Referring expression data:
──────
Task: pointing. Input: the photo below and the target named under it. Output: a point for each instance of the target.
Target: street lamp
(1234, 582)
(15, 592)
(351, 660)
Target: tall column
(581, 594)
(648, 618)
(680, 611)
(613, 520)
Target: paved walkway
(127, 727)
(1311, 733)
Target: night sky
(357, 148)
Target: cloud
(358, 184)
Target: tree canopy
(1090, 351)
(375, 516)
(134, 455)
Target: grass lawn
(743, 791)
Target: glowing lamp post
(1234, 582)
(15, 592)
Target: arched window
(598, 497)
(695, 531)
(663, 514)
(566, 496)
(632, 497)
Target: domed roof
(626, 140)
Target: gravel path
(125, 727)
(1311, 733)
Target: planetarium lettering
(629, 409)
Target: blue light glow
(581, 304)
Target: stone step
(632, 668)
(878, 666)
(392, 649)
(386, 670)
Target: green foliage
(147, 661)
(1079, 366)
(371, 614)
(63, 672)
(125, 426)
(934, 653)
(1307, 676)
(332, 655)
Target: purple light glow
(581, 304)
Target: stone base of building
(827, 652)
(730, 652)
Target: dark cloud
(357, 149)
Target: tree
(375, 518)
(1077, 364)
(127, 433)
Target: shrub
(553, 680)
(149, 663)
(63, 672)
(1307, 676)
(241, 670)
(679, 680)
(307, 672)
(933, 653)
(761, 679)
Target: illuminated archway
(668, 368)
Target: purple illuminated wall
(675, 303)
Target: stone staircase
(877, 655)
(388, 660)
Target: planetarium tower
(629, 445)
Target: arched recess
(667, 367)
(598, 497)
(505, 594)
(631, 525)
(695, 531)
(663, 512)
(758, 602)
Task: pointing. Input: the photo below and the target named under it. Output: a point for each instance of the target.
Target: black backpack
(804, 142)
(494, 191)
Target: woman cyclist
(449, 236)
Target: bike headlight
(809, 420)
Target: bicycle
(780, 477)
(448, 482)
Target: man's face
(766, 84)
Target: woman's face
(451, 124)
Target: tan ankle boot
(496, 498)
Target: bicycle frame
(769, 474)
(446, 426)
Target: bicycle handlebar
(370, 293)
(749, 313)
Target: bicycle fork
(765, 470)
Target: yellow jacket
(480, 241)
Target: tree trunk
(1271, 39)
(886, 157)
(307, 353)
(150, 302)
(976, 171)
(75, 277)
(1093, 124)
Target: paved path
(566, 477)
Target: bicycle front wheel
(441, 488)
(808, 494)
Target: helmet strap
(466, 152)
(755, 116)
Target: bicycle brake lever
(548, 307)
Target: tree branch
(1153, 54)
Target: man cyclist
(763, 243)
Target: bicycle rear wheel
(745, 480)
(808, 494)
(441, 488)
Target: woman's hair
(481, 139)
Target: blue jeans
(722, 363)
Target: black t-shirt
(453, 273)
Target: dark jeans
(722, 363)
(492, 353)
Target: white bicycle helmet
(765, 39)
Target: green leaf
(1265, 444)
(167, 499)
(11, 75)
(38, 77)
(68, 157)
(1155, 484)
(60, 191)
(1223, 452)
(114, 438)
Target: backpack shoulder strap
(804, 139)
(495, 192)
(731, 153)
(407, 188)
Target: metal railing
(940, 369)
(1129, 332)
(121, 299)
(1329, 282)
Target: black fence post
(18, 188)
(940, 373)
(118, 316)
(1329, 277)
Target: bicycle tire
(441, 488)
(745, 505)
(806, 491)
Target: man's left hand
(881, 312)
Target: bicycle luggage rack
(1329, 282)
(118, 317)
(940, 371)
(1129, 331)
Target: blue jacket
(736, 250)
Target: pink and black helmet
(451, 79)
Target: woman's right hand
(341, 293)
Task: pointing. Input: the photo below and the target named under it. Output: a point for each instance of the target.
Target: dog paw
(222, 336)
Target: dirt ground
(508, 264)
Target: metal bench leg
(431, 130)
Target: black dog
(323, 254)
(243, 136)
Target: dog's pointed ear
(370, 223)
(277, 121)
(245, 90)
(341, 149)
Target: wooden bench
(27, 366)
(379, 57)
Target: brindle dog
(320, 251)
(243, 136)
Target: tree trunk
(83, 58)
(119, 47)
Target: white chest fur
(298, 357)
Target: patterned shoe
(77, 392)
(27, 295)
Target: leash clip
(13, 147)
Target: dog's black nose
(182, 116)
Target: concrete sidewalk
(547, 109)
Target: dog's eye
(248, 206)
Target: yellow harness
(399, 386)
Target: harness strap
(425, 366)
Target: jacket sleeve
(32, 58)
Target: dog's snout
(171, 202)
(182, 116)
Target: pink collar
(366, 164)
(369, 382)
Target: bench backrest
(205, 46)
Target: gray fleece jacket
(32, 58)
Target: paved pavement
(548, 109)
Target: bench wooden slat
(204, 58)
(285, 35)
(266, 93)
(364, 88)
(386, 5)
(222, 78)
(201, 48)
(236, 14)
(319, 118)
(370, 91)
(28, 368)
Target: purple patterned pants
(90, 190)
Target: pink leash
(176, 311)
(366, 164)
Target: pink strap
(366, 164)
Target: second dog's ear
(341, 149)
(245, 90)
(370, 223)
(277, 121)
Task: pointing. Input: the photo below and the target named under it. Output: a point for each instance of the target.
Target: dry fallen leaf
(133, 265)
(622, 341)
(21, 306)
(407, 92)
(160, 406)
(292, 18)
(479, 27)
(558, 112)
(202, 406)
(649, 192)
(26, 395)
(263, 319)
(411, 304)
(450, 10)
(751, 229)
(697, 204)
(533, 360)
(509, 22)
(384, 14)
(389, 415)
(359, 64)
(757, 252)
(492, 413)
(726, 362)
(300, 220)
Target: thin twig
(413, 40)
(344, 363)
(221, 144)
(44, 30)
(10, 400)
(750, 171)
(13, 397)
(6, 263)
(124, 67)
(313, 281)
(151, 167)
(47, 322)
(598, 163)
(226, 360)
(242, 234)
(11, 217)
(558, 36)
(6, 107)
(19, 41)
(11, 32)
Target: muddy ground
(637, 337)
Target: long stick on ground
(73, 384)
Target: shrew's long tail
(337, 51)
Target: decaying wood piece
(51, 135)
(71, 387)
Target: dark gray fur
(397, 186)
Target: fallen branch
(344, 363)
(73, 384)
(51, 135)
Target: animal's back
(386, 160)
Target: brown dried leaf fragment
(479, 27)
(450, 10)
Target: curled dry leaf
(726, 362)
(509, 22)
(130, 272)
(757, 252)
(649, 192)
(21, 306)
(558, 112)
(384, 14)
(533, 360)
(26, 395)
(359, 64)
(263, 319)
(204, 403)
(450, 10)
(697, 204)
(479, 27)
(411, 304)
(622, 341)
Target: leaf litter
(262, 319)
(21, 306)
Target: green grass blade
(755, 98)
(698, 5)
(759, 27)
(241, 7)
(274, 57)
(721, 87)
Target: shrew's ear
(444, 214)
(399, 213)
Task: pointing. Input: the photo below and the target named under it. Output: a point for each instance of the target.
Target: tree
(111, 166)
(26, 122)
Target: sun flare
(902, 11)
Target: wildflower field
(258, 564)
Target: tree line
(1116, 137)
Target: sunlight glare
──────
ASSIGNMENT: Take the records and restate them word for word.

OUTPUT:
Task: pointing. Input: the photo below and the target named under it. Output: a point for each instance of the target.
Target: street lamp
(1234, 582)
(15, 592)
(351, 660)
Target: tall column
(581, 594)
(648, 618)
(680, 611)
(613, 520)
Target: paved walkway
(127, 727)
(1311, 733)
Target: night sky
(357, 148)
Target: cloud
(358, 184)
Target: tree canopy
(1090, 351)
(375, 516)
(134, 455)
Target: grass lawn
(743, 791)
Target: glowing lamp post
(1234, 582)
(15, 592)
Target: arched window
(598, 497)
(695, 531)
(663, 514)
(566, 496)
(632, 497)
Target: domed roof
(626, 140)
Target: gravel path
(125, 727)
(1311, 733)
Target: planetarium lettering
(629, 409)
Target: blue light glow
(581, 304)
Target: stone step
(632, 668)
(878, 666)
(392, 649)
(386, 670)
Target: green foliage
(147, 661)
(1079, 366)
(371, 614)
(63, 672)
(125, 426)
(934, 653)
(1307, 676)
(332, 655)
Target: purple light glow
(581, 304)
Target: stone base of building
(827, 652)
(730, 652)
Target: dark cloud
(357, 149)
Target: tree
(375, 518)
(1077, 364)
(127, 433)
Target: shrub
(553, 680)
(149, 663)
(63, 672)
(1307, 676)
(241, 670)
(679, 680)
(307, 672)
(933, 653)
(761, 679)
Target: illuminated archway
(668, 368)
Target: purple illuminated wall
(675, 303)
Target: stone staircase
(877, 655)
(388, 660)
Target: planetarium tower
(629, 445)
Target: arched recess
(667, 367)
(598, 497)
(505, 594)
(631, 525)
(695, 531)
(663, 512)
(758, 602)
Task: pointing. Input: the photo below and the target named under it. Output: a point for each instance of the target.
Target: black backpack
(804, 142)
(494, 191)
Target: woman cyclist
(449, 236)
Target: bike headlight
(809, 420)
Target: bicycle
(780, 477)
(448, 482)
Target: man's face
(766, 84)
Target: woman's face
(451, 124)
Target: tan ankle boot
(496, 498)
Target: bicycle frame
(769, 474)
(446, 426)
Target: bicycle handlebar
(370, 293)
(749, 313)
Target: bicycle fork
(765, 470)
Target: yellow jacket
(480, 241)
Target: tree trunk
(1271, 39)
(886, 157)
(307, 353)
(150, 302)
(976, 171)
(75, 277)
(1093, 124)
Target: paved path
(566, 477)
Target: bicycle front wheel
(441, 488)
(808, 494)
Target: helmet strap
(466, 152)
(755, 116)
Target: bicycle brake lever
(548, 307)
Target: tree branch
(1153, 54)
Target: man cyclist
(763, 243)
Target: bicycle rear wheel
(745, 480)
(808, 494)
(441, 488)
Target: woman's hair
(481, 139)
Target: blue jeans
(722, 363)
Target: black t-shirt
(453, 273)
Target: dark jeans
(722, 363)
(492, 353)
Target: white bicycle helmet
(765, 39)
Target: green leaf
(1265, 444)
(167, 499)
(11, 75)
(38, 77)
(68, 157)
(1155, 484)
(60, 191)
(1223, 452)
(114, 438)
Target: backpack shoulder strap
(804, 139)
(495, 192)
(731, 153)
(407, 188)
Target: metal railing
(940, 369)
(1129, 332)
(121, 299)
(1329, 282)
Target: black fence post
(18, 188)
(940, 373)
(118, 316)
(1329, 277)
Target: bicycle tire
(441, 488)
(745, 505)
(806, 491)
Target: man's left hand
(881, 312)
Target: bicycle luggage rack
(1329, 282)
(118, 317)
(940, 371)
(1129, 331)
Target: blue jacket
(736, 250)
Target: pink and black helmet
(451, 79)
Target: woman's right hand
(341, 293)
Task: pointing. Input: the photo below and the target named under it. Output: a point for each instance of the target.
Target: dog paw
(222, 336)
Target: dirt ground
(508, 264)
Target: metal bench leg
(431, 130)
Target: black dog
(323, 254)
(243, 136)
Target: dog's pointed ear
(370, 223)
(277, 121)
(245, 90)
(341, 149)
Target: wooden bench
(27, 366)
(379, 57)
Target: brindle dog
(320, 251)
(243, 136)
Target: tree trunk
(83, 58)
(119, 47)
Target: white chest fur
(298, 357)
Target: patterned shoe
(77, 392)
(27, 295)
Target: leash clip
(13, 147)
Target: dog's black nose
(182, 116)
Target: concrete sidewalk
(547, 109)
Target: dog's eye
(248, 206)
Target: yellow harness
(399, 386)
Target: harness strap
(425, 366)
Target: jacket sleeve
(32, 58)
Target: dog's snout
(171, 202)
(182, 116)
Target: pink collar
(366, 164)
(369, 382)
Target: bench backrest
(205, 46)
Target: gray fleece jacket
(32, 58)
Target: paved pavement
(548, 109)
Target: bench wooden slat
(204, 58)
(285, 35)
(266, 93)
(364, 88)
(386, 5)
(222, 78)
(201, 48)
(236, 14)
(319, 118)
(370, 91)
(28, 368)
Target: purple patterned pants
(90, 190)
Target: pink leash
(176, 311)
(366, 164)
Target: pink strap
(366, 164)
Target: second dog's ear
(341, 149)
(245, 90)
(370, 223)
(277, 121)
Task: pointing. Input: the photo below and the target named under it. Output: a point for each instance of the target.
Target: dry fallen leaf
(133, 265)
(622, 341)
(21, 306)
(407, 92)
(160, 406)
(292, 18)
(479, 27)
(558, 112)
(202, 406)
(649, 192)
(26, 395)
(263, 319)
(411, 304)
(450, 10)
(751, 229)
(697, 204)
(533, 360)
(509, 22)
(384, 14)
(389, 415)
(359, 64)
(757, 252)
(492, 413)
(726, 362)
(300, 220)
Target: thin twig
(413, 40)
(344, 363)
(221, 144)
(44, 30)
(10, 400)
(750, 171)
(13, 397)
(6, 263)
(124, 67)
(313, 281)
(151, 167)
(47, 322)
(598, 163)
(226, 360)
(242, 234)
(11, 217)
(558, 36)
(6, 107)
(19, 41)
(11, 32)
Target: muddy ground
(637, 337)
Target: long stick on ground
(73, 384)
Target: shrew's long tail
(337, 51)
Target: decaying wood piece
(51, 135)
(71, 387)
Target: dark gray fur
(397, 186)
Target: fallen branch
(344, 363)
(73, 384)
(51, 135)
Target: animal's back
(386, 160)
Target: brown dried leaf fragment
(479, 27)
(450, 10)
Target: curled dry leaf
(726, 362)
(509, 22)
(130, 272)
(757, 252)
(649, 192)
(21, 306)
(558, 112)
(384, 14)
(533, 360)
(26, 395)
(359, 64)
(263, 319)
(204, 403)
(450, 10)
(697, 204)
(479, 27)
(411, 304)
(622, 341)
Target: leaf litter
(262, 319)
(21, 306)
Target: green grass blade
(755, 98)
(698, 5)
(759, 27)
(241, 7)
(274, 57)
(721, 87)
Target: shrew's ear
(444, 214)
(399, 213)
Task: pointing. Input: the photo below and the target named under it. Output: a point for each instance of the target.
Target: tree
(111, 166)
(26, 122)
Target: sun flare
(902, 11)
Target: wildflower field
(258, 564)
Target: tree line
(1116, 137)
Target: sunlight glare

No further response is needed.